-- Begin DATA SUPPLIED --

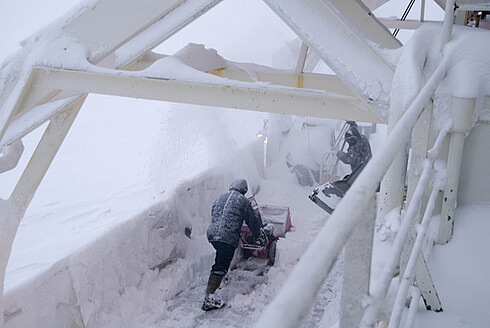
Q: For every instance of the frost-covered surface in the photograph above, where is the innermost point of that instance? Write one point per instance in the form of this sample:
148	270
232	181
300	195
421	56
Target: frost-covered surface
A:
116	181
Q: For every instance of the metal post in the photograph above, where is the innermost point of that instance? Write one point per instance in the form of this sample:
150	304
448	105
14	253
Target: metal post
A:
357	269
447	27
28	183
462	112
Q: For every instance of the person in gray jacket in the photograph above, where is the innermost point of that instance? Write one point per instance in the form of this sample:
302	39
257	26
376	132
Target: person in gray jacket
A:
228	213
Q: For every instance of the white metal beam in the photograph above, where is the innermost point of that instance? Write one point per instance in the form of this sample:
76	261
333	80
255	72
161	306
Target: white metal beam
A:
14	208
408	24
291	101
341	45
108	24
120	22
364	20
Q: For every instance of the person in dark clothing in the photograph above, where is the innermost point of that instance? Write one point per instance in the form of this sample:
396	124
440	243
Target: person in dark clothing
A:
359	150
228	213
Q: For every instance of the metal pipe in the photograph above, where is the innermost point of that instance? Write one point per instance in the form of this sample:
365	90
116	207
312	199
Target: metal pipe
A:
412	312
447	26
408	277
462	112
287	310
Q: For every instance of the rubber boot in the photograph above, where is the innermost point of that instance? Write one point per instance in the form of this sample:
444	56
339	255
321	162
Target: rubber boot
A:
210	301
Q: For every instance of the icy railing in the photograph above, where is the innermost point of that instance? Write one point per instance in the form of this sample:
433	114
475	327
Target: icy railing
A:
380	289
293	302
299	292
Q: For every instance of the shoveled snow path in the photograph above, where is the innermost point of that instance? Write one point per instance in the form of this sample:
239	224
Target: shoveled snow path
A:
247	292
248	288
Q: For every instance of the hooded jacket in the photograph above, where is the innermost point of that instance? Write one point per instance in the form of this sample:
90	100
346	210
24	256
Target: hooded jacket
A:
228	213
359	150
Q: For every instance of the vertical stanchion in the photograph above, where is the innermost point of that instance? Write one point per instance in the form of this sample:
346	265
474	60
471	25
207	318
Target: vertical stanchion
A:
357	269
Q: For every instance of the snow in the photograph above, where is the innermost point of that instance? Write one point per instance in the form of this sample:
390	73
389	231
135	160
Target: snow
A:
103	241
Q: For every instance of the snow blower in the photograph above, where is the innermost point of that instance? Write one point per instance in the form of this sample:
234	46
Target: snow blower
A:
276	223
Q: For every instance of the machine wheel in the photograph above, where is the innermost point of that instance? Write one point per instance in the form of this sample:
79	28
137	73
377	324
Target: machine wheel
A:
272	253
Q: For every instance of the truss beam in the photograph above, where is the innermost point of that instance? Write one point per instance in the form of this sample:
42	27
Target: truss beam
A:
291	101
341	44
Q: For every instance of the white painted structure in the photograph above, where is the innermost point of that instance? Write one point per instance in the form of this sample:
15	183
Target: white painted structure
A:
118	62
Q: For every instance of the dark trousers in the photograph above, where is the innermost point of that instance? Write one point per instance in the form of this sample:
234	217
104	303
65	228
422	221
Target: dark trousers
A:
224	255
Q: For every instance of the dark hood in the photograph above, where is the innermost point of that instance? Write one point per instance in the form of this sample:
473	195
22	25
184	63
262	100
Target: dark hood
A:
239	185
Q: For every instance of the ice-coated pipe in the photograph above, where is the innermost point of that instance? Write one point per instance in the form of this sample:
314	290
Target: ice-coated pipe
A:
462	112
408	276
447	26
292	303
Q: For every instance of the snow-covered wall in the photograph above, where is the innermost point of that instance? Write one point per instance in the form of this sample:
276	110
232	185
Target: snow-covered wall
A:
99	284
475	173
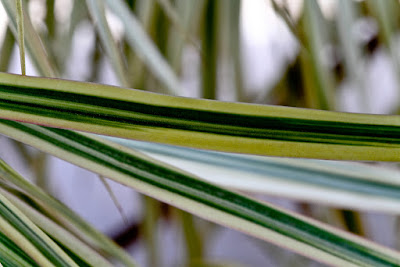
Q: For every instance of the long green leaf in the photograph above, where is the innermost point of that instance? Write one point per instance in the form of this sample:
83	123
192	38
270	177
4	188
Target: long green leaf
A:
216	204
145	48
29	237
338	184
66	215
12	255
96	8
33	43
230	127
81	250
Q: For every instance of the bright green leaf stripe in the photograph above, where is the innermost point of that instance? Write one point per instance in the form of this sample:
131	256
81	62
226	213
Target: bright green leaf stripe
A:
12	255
232	127
214	203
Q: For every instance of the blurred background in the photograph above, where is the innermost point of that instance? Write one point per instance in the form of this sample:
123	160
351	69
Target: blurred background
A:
333	55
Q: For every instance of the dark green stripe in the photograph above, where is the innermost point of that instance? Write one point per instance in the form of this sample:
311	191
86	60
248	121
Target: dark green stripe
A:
221	123
6	261
210	195
329	179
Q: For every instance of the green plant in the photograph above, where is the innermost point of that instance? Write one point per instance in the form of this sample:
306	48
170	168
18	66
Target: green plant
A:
51	114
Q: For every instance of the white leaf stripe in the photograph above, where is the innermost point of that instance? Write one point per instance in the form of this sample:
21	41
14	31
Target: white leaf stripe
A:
142	173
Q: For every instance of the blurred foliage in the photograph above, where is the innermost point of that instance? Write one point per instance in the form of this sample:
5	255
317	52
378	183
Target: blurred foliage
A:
202	42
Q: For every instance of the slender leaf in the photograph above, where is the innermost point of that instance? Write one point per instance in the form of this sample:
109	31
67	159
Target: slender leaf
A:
29	237
63	213
230	127
211	202
338	184
96	8
144	47
33	43
58	233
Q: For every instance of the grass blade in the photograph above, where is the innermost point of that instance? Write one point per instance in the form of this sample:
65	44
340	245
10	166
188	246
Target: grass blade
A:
56	208
21	229
145	48
229	127
216	204
96	9
339	184
33	42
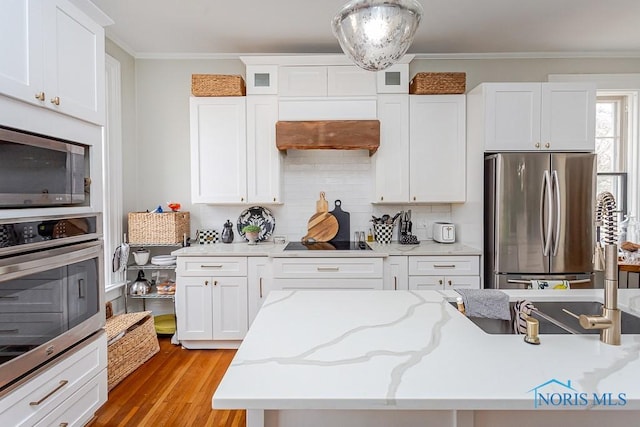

-- End DATA SUPPLIED --

--- EXERCISE OBJECTIVE ---
Transcribe all of the data above line for line, without any changes, and omit the pictures from your transcription.

--- TASK RESPONSE ---
Q: For every instance of the frost-covered surface in the photograph above, where is the innermost point of that instance? Write one point per instance in the form of this sample:
148	270
232	181
300	195
421	56
Target: frost-covered surface
A:
116	181
Q: For every instance of the metal post in the photograph above, where is the innermost point of that instance? Write one point per instance in the form of this sample:
150	304
448	105
14	253
Target: metal post
A:
357	269
447	27
28	183
462	112
Q: For every instance of the person in gray jacket in the photograph above, where is the innermost point of that instance? Write one point per instance in the form of this sample:
302	39
257	26
376	132
Target: person in gray jacket
A:
228	213
Q: For every instance of the white metal beam in the photograph above, where is the innermost point of that instance? Write one point per instance in the form of this sample:
76	261
333	80
255	72
161	306
Target: white metal beam
A:
14	208
408	24
291	101
341	45
108	24
120	22
364	20
Q: For every instance of the person in dark clothing in the photograph above, where is the innermost point of that instance? Write one point per instance in the form of this sample:
396	124
440	243
Target: person in dark clothing
A:
359	150
228	213
Q: For every instance of the metal pipe in the photograph above, where is the innermost point of that instance? Write one point per instance in the form of this sample:
365	90
116	207
312	199
Target: metal pipe
A:
412	312
447	26
408	277
462	112
287	310
Q: For every instance of the rubber boot in the photograph above, where is the innermost point of that instance? Write one point per instance in the form of this sample:
444	56
339	255
321	162
Target: rubber boot
A:
210	301
Q: For every instance of the icy railing in the photograph above, where is the innermost point of that instance? Write one point per instance in the form of this sample:
433	114
475	327
Target: icy railing
A:
380	289
293	302
299	292
Q: For every instance of the shoveled snow path in the photograph above, where is the innermost point of that instance? Write one point per instance in the form of this sample:
239	224
Target: shoveled snow path
A:
247	292
248	288
Q: For every instance of the hooded jacket in the photograph above, where is the innermost point of that instance? Write one point per instance in the form of this sample:
90	100
346	210
24	256
Target: hooded jacket
A:
228	213
359	150
Q: For every instance of the vertical stanchion in the photograph above, where is the innermost point of that instance? Write one point per instance in the form of this sample:
346	265
474	60
471	25
207	318
Target: vertical stanchion
A:
357	269
Q: For every instance of the snow in the photograph above, where is the innermost point of that instance? Write one point per instance in the form of this sample:
390	73
389	231
135	160
Target: snow
A:
103	241
Q: For every instance of the snow blower in the photograph above, where is the innermost point of that instance? Write one point per instance in the form of this sample:
234	46
Target: snow blower
A:
276	223
Q: For every instance of the machine wheel in the photograph above, where is the innermost point of that instance? Write one point per instance in the form of this sample:
79	28
137	73
377	324
Target: machine wheel
A:
272	253
Q: For every instance of the truss beam in the photograph above, where is the innermost point of that instance? Write one point per instance in the form of this sample:
42	27
Target: truss beam
A:
291	101
341	44
Q: For every instance of the white painted structure in the photograph above, where is the innermost point of that instance? Write one point per instance in the form of this sample:
15	183
Target: white painted structure
A:
118	62
Q: For every instance of the dark trousers in the photograph above, where is the innermost point of that instance? Write one point per instance in the form of this sample:
234	217
104	303
65	228
422	221
Target: dark trousers
A:
224	255
Q: For every instance of the dark hood in the photograph above, where is the innermost point of that instance? Write one point per instance in the form of this sample:
473	195
22	25
184	63
262	100
Target: dark hood
A:
239	185
Q: For every instance of the ice-coated pipe in the photograph above, where is the innermost point of that instance? Write one point per instance in the form of this sample:
314	290
Target: ice-coated pipe
A:
462	112
408	276
447	26
292	303
Q: For every instance of the snow-covered wall in the photograph above, where is the innermost point of that instance? Write one point per instance in the form of this sample:
276	110
232	185
Target: snow-covered wall
A:
99	284
475	173
Q: For every instance of the long green leaf in the photograph above, where is the innermost point of that instance? Write one point per instance in the form of this sample:
83	123
192	38
270	177
4	188
Target: long green leaf
A:
216	204
145	48
29	237
338	184
66	215
12	255
96	8
33	43
230	127
81	250
Q: For every instance of the bright green leaf stripe in the photograph above, where is the innermost point of that instance? Write one point per instance in the form of this sample:
131	256
81	62
226	213
Target: bright green leaf stripe
A:
12	255
232	127
214	203
Q: For every instance of the blurred background in the photograph above, where is the innermost point of that instance? Write one point per instance in the form of this sample:
123	160
351	69
Target: blurred background
A:
333	55
Q: For every instance of the dark green stripe in the photograph above, where is the innermost point of that instance? Write one point per instance in the form of this sample:
311	191
86	60
248	121
Target: dark green stripe
A:
221	123
6	261
210	195
329	179
Q: For every instance of the green plant in the photograph above, where is the innermost point of that instance? Write one point per instance in the form of this sample:
306	48
170	168
18	66
Target: green plant
A:
51	114
Q: For every instance of the white leaf stripe in the photograph above, where is the innermost point of that instance? Write one point per instance in the form of this sample:
21	41
14	31
Target: white leaf stripe
A:
142	173
Q: For every instance of the blurred foliage in the photograph above, where is the innermost point of that instance? Write one point per instance in the form of this sample:
5	255
317	52
378	183
Target: blurred foliage
A:
202	42
Q: For every instance of the slender leaf in the photograph above, where is the innermost point of that instance? Write one point per instance in the form of this sample:
109	31
67	159
Target: slender leaf
A:
29	237
63	213
230	127
211	202
338	184
96	8
144	47
33	43
58	233
Q: For every instance of the grass blade in the photograph above, where is the innermost point of that instance? Write one point per instance in the form of this sample:
65	44
340	245
10	166
188	246
Target: grass blade
A:
56	208
21	229
145	48
229	127
216	204
96	9
339	184
33	42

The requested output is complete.